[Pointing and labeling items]
==================================================
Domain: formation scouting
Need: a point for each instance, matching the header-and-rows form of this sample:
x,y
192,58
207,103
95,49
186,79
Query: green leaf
==================================================
TASK REQUIREMENTS: Rewrite all the items above, substituting "occurrence" for "instance" and leaving everything else the same.

SOLUTION TO THIS TASK:
Domain: formation scouting
Need: a point for each occurrence, matching the header-and-rows form of this sample:
x,y
192,58
207,103
95,49
186,79
Query: green leaf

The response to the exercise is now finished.